REQUIRED ACTIONS:
1. Repeat the passage on interstellar hydroxyl, starting at "These results demonstrate" and ending at "the ground state.".
2. Answer these questions from the passage on interstellar hydroxyl:
(a) Since what year has HO^{•} been observed in the interstellar medium, and through which transitions?
(b) In which region were the far-infrared rotational transitions of HO^{•} mainly observed?
(c) Which two molecules are considered the most easily studied candidates in diffuse clouds?
3. Continue the passage on interstellar hydroxyl from its last sentence.

These results demonstrate that reaction 1A is the main hydroxyl sink in dense clouds.

===Importance of interstellar HO^{•} observations===
Discoveries of the microwave spectra of a considerable number of molecules prove the existence of rather complex molecules in the interstellar clouds and provide the possibility to study dense clouds, which are obscured by the dust they contain. The HO^{•} molecule has been observed in the interstellar medium since 1963 through its 18-cm transitions. In the subsequent years, HO^{•} was observed by its rotational transitions at far-infrared wavelengths, mainly in the Orion region. Because each rotational level of HO^{•} is split by lambda doubling, astronomers can observe a wide variety of energy states from the ground state.

====HO^{•} as a tracer of shock conditions====
Very high densities are required to thermalize the rotational transitions of HO^{•}, so it is difficult to detect far-infrared emission lines from a quiescent molecular cloud. Even at H_{2} densities of 10^{6} cm^{−3}, dust must be optically thick at infrared wavelengths. But the passage of a shock wave through a molecular cloud is precisely the process which can bring the molecular gas out of equilibrium with the dust, making observations of far-infrared emission lines possible. A moderately fast shock may produce a transient raise in the HO^{•} abundance relative to hydrogen. So, it is possible that far-infrared emission lines of HO^{•} can be a good diagnostic of shock conditions.

====In diffuse clouds====
Diffuse clouds are of astronomical interest because they play a primary role in the evolution and thermodynamics of the ISM. Observation of the abundant atomic hydrogen in 21 cm has shown good signal-to-noise ratio in both emission and absorption. Nevertheless, HI observations have a fundamental difficulty when they are directed to low-mass regions of the hydrogen nucleus, such as the center part of a diffuse cloud: the thermal width of hydrogen lines are of the same order as the internal velocity structures of interest, so cloud components of various temperatures and central velocities are indistinguishable in the spectrum. Molecular line observations in principle do not suffer from these problems. Unlike HI, molecules generally have an excitation temperature T_{ex} << T_{kin}, so that emission is very weak even from abundant species. CO and HO^{•} are considered to be the most easily studied candidate molecules. CO has transitions in a region of the spectrum (wavelength < 3 mm) where there are not strong background continuum sources, but HO^{•} has the 18 cm emission line, convenient for absorption observations. Observation studies provide the most sensitive means of detection for molecules with sub-thermal excitation, and can give the opacity of the spectral line, which is a central issue to model the molecular region.

Source records:

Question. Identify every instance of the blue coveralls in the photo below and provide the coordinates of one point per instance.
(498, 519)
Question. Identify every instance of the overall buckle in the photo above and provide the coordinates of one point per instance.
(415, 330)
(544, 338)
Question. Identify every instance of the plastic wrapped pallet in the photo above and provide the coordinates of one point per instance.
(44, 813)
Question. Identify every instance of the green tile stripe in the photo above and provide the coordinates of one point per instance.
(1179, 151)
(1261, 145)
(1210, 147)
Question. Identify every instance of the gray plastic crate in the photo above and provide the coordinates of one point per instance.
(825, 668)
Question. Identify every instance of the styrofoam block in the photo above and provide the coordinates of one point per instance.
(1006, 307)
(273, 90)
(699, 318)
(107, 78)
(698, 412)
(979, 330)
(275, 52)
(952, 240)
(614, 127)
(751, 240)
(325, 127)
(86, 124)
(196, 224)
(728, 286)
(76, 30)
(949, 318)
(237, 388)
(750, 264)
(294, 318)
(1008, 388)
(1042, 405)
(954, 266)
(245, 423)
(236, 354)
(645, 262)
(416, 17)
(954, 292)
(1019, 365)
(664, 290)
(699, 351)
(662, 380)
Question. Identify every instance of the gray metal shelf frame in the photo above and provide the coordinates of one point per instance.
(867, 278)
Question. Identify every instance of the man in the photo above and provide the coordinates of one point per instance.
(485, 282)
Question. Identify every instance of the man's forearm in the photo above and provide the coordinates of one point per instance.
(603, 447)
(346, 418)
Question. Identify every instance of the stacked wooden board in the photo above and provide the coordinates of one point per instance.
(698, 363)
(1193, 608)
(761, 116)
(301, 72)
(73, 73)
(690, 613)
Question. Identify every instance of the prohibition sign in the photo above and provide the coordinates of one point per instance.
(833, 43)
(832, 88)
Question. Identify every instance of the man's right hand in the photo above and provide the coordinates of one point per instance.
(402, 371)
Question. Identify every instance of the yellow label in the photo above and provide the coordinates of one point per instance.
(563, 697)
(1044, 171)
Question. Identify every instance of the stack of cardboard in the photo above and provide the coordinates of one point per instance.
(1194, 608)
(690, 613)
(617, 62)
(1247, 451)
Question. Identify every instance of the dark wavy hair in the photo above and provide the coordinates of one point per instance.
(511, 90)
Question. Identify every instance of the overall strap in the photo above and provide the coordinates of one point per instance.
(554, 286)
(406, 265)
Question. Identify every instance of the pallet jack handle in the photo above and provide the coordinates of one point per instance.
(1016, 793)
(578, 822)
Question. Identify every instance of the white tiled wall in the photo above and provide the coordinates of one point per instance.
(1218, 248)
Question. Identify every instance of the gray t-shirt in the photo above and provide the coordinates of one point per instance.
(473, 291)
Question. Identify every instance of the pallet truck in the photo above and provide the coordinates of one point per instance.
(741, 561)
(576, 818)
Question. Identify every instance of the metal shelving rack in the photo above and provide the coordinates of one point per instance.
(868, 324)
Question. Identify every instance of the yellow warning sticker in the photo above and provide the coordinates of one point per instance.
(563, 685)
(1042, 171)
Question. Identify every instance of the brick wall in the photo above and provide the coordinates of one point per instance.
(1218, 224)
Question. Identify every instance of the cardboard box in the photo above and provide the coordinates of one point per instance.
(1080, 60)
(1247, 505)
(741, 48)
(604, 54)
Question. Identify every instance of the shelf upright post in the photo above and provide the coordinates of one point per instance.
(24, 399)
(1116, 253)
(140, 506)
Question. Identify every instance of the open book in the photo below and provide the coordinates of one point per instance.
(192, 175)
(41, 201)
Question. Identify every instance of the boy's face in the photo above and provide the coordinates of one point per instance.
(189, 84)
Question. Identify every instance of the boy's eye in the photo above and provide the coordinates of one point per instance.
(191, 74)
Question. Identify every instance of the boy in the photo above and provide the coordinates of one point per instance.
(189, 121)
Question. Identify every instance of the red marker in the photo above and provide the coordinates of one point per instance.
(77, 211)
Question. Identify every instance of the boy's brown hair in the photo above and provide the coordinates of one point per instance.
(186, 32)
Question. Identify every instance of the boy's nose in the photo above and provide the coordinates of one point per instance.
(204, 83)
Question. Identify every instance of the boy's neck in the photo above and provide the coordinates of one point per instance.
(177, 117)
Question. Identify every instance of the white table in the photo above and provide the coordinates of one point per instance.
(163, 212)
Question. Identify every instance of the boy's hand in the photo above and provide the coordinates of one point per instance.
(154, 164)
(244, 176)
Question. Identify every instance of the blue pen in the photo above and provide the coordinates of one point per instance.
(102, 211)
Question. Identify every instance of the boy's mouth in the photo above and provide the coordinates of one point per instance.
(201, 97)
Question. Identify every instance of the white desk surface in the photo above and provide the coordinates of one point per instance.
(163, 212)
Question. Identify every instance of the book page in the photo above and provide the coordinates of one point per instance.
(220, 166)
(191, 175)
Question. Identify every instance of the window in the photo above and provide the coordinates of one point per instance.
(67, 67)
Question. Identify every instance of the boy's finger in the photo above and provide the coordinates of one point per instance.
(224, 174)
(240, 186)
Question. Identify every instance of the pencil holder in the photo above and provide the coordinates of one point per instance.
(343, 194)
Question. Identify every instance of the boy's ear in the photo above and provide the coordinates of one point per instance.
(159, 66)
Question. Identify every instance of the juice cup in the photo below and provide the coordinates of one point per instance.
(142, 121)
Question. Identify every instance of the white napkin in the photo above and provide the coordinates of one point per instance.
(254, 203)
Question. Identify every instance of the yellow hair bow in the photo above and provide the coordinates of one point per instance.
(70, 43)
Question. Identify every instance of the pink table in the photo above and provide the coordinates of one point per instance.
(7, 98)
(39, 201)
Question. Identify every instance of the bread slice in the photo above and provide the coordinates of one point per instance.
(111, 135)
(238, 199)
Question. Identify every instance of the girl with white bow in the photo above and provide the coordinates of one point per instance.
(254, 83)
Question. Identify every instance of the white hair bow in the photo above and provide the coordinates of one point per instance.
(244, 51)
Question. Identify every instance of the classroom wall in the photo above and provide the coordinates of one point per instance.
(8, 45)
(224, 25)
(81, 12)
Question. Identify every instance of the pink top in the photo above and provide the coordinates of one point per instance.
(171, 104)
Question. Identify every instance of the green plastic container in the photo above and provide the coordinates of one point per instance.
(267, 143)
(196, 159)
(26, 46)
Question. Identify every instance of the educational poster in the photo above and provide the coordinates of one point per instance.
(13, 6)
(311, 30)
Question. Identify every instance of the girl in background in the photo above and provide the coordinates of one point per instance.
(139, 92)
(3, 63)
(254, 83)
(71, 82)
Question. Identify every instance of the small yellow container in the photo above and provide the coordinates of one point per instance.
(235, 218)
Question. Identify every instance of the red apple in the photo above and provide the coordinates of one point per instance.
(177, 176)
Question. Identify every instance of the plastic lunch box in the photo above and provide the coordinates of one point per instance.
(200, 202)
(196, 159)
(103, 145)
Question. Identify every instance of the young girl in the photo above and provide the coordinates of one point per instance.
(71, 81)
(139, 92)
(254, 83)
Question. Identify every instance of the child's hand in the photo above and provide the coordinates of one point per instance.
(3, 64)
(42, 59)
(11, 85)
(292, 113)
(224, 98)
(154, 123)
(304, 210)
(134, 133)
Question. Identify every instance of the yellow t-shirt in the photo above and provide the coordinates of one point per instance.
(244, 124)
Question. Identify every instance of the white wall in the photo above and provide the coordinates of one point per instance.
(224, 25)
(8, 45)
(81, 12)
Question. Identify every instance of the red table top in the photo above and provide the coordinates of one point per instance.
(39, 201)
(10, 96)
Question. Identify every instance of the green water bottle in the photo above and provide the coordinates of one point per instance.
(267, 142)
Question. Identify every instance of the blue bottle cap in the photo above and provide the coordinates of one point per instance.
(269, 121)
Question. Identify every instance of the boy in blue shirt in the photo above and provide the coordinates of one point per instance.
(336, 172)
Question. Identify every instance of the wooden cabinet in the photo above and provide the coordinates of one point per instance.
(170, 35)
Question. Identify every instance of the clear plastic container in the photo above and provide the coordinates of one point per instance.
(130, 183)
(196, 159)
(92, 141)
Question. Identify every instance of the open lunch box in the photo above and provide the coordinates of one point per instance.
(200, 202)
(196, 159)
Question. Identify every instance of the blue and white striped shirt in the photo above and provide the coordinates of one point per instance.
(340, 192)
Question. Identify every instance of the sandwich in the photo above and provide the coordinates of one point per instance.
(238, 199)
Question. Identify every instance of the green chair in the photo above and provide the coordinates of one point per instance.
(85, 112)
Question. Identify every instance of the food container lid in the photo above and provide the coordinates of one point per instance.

YOUR WRITTEN ANSWERS:
1.
These results demonstrate that reaction 1A is the main hydroxyl sink in dense clouds.

===Importance of interstellar HO^{•} observations===
Discoveries of the microwave spectra of a considerable number of molecules prove the existence of rather complex molecules in the interstellar clouds and provide the possibility to study dense clouds, which are obscured by the dust they contain. The HO^{•} molecule has been observed in the interstellar medium since 1963 through its 18-cm transitions. In the subsequent years, HO^{•} was observed by its rotational transitions at far-infrared wavelengths, mainly in the Orion region. Because each rotational level of HO^{•} is split by lambda doubling, astronomers can observe a wide variety of energy states from the ground state.

2.
(a) Since 1963, through its 18-cm transitions.
(b) Mainly in the Orion region.
(c) CO and HO^{•}.

3.
Studies based in the kinematic comparison of HO^{•} and HI absorption lines from diffuse clouds are useful in determining their physical conditions, especially because heavier elements provide higher velocity resolution.

====HO^{•} masers====
HO^{•} masers, a type of astrophysical maser, were the first masers to be discovered in space and have been observed in more environments than any other type of maser.

In the Milky Way, HO^{•} masers are found in stellar masers (evolved stars), interstellar masers (regions of massive star formation), or in the interface between supernova remnants and molecular material. Interstellar HO masers are often observed from molecular material surrounding ultracompact H II regions (UC H II). But there are masers associated with very young stars that have yet to create UC H II regions. This class of HO^{•} masers appears to form near the edges of very dense material, places where H_{2}O masers form, and where total densities drop rapidly and UV radiation from young stars can dissociate H_{2}O molecules. So, observations of HO^{•} masers in these regions can be an important way to probe the distribution of the important H_{2}O molecule in interstellar shocks at high spatial resolutions.

==Application in water purification==
Hydroxyl radicals also play a key role in the oxidative destruction of organic pollutants.